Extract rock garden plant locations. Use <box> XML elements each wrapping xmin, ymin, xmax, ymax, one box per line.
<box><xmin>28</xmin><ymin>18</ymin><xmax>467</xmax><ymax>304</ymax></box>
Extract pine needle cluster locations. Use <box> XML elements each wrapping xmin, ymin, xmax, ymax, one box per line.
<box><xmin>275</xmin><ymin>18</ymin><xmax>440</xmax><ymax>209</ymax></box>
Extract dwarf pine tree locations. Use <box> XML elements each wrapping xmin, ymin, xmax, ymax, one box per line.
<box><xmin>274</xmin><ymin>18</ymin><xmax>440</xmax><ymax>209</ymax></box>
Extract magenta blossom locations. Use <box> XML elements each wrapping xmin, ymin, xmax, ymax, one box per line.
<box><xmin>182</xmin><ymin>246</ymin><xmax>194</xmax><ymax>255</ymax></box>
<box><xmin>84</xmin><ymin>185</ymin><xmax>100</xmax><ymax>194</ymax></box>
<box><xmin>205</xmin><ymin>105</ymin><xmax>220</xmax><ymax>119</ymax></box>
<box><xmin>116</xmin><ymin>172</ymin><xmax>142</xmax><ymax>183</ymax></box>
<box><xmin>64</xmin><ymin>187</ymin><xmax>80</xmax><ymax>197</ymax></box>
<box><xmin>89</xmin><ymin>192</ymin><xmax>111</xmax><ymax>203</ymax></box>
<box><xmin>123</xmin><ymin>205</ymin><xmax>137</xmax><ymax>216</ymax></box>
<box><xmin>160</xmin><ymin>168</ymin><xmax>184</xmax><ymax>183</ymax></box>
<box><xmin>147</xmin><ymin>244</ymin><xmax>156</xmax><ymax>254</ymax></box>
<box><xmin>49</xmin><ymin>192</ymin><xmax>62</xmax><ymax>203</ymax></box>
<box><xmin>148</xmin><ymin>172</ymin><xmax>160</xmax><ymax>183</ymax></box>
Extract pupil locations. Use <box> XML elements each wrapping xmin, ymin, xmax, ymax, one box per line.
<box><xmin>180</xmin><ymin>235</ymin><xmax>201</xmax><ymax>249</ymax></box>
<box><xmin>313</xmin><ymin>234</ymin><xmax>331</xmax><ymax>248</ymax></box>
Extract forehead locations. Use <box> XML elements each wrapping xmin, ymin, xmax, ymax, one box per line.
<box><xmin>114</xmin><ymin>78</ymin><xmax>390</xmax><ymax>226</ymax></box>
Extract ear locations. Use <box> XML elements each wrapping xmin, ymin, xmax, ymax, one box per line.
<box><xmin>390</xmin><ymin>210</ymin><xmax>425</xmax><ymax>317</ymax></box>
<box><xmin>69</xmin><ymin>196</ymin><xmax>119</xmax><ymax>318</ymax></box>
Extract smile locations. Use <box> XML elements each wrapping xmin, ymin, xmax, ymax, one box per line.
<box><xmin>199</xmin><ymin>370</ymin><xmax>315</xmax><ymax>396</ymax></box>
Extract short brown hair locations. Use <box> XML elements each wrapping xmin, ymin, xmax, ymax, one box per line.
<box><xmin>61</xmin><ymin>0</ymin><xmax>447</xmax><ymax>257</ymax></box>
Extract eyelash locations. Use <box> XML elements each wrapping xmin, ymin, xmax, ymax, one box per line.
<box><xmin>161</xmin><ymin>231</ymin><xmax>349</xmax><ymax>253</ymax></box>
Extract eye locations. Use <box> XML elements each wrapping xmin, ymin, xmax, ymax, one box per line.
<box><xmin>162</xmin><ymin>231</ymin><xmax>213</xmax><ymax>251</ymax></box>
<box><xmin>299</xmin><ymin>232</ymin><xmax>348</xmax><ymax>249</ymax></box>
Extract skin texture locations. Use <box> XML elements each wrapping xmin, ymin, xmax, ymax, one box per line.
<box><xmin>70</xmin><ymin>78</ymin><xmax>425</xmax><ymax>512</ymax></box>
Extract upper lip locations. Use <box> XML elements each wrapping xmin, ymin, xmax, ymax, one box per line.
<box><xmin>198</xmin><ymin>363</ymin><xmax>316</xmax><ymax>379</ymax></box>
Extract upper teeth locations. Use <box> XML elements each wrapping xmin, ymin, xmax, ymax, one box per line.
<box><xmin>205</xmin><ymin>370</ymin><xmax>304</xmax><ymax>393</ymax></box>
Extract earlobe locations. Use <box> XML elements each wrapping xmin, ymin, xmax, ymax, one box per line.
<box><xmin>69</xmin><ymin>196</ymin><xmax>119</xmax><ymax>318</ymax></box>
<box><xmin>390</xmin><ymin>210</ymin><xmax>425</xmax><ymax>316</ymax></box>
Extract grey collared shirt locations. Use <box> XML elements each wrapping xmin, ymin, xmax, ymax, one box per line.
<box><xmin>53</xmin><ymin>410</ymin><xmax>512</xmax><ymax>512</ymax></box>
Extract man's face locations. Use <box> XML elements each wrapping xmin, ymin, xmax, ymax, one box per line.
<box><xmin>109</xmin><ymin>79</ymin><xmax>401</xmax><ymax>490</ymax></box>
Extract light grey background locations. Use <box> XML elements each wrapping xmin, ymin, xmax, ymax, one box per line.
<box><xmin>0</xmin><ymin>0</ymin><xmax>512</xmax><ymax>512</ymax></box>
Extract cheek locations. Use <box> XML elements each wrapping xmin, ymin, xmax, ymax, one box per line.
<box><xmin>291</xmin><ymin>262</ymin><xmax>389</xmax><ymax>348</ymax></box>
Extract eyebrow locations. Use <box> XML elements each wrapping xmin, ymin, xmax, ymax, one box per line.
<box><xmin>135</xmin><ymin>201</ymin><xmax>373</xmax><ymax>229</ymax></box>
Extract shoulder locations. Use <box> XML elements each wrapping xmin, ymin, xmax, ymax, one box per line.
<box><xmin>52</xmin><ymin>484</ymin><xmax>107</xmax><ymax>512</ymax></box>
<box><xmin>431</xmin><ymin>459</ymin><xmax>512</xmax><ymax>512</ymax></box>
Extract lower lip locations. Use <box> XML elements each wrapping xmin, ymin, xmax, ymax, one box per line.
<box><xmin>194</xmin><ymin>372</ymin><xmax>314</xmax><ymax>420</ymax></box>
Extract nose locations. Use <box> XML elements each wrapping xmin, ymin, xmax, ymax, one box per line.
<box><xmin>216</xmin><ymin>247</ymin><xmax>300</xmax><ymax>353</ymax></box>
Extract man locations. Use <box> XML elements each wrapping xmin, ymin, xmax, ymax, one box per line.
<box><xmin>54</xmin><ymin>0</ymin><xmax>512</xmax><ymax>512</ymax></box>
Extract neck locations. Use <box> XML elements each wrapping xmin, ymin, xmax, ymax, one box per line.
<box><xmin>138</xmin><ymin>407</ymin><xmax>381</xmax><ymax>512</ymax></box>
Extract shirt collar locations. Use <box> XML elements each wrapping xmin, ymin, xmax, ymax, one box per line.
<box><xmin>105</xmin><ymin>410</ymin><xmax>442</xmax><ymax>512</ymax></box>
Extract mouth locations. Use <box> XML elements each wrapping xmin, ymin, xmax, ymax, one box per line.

----------------------------------------

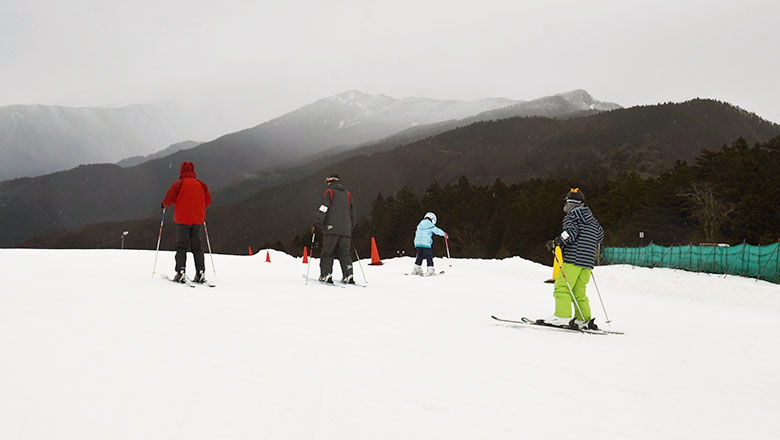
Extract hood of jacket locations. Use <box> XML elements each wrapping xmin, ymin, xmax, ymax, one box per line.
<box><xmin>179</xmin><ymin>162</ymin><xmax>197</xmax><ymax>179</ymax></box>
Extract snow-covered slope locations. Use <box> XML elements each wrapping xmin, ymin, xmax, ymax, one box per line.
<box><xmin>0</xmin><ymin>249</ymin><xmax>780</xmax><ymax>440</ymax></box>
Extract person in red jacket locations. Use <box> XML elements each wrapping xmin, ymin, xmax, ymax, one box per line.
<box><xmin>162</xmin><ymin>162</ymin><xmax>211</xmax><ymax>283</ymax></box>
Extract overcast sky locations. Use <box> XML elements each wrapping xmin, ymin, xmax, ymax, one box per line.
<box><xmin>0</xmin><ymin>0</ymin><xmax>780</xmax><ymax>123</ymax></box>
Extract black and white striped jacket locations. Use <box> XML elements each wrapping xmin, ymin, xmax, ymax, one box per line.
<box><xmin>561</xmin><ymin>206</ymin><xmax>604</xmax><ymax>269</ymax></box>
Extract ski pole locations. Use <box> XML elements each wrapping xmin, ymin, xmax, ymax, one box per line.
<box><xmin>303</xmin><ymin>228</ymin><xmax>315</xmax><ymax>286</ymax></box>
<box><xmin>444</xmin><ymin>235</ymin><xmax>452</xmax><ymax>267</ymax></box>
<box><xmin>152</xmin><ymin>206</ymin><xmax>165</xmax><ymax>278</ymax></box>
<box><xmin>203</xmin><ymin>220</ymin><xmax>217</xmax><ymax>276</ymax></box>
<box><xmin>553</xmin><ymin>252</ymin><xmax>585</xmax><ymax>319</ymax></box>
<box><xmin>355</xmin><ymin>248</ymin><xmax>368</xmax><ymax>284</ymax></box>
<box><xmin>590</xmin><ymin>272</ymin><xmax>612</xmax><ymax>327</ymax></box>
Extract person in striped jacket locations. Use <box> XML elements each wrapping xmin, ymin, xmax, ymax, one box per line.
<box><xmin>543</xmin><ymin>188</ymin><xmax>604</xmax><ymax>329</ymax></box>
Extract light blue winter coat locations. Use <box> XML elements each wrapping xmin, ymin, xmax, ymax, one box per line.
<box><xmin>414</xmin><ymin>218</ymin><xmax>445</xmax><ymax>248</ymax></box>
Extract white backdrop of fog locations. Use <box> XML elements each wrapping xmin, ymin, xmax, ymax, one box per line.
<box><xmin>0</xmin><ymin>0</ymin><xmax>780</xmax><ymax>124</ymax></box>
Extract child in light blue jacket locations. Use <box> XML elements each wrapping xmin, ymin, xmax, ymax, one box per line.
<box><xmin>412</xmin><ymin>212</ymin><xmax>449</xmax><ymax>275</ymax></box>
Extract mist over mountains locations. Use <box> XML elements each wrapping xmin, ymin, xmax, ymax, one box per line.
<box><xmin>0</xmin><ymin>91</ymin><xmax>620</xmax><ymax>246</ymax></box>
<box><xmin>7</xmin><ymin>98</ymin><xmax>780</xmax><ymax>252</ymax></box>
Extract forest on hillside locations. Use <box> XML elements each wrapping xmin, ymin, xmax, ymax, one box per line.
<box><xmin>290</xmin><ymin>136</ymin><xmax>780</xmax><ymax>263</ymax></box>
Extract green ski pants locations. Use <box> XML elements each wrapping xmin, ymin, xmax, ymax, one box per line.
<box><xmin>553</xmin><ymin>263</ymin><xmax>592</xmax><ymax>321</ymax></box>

----------------------------------------

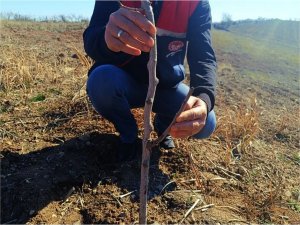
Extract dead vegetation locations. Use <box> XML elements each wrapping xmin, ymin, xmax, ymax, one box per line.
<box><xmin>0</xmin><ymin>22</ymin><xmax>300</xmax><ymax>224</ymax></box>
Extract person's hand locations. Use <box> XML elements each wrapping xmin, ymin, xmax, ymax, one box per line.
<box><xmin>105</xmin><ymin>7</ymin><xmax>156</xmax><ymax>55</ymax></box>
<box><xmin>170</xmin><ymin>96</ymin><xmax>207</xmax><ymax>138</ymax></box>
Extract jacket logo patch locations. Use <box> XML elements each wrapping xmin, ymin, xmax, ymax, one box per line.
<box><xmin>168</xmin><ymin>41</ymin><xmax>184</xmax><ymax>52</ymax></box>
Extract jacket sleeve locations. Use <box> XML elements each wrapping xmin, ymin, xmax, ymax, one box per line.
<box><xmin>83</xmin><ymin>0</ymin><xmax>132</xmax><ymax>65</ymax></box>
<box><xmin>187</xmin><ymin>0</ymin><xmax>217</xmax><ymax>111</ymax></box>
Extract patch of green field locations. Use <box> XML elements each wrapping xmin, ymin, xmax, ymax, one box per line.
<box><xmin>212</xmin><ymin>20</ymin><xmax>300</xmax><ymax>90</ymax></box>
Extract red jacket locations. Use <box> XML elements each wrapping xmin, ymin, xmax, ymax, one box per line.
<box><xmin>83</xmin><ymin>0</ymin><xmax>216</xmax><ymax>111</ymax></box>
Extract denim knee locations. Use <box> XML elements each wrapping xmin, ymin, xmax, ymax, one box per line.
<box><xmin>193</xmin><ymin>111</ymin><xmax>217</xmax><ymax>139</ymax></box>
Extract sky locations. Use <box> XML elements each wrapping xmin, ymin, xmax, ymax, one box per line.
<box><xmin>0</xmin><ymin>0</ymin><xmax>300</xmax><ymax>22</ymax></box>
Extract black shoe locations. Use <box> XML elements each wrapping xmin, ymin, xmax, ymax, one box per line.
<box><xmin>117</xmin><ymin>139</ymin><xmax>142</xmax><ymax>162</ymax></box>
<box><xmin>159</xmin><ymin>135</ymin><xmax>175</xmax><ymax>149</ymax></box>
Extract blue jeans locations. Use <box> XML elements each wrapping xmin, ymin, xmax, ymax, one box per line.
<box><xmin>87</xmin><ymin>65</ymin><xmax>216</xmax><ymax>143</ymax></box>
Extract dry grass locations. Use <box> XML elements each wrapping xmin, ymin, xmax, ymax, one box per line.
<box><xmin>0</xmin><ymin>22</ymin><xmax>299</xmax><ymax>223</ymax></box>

----------------------------------------

> **WHAT IS EXPECTED**
Pull out each line above that contains the word "blue" and copy those lines in full.

> **FULL SOLUTION**
Extract light blue winter coat locations. Use <box> XML elements each wrapping xmin, ymin, xmax, ymax, one box per line.
Extract child in light blue jacket locations. Use <box> XML elements each wrapping xmin, ymin, xmax, ymax, one box per line.
Extract blue jeans locations. Use <box> XML elements each wrapping xmin, ymin, xmax, ymax, one box per line.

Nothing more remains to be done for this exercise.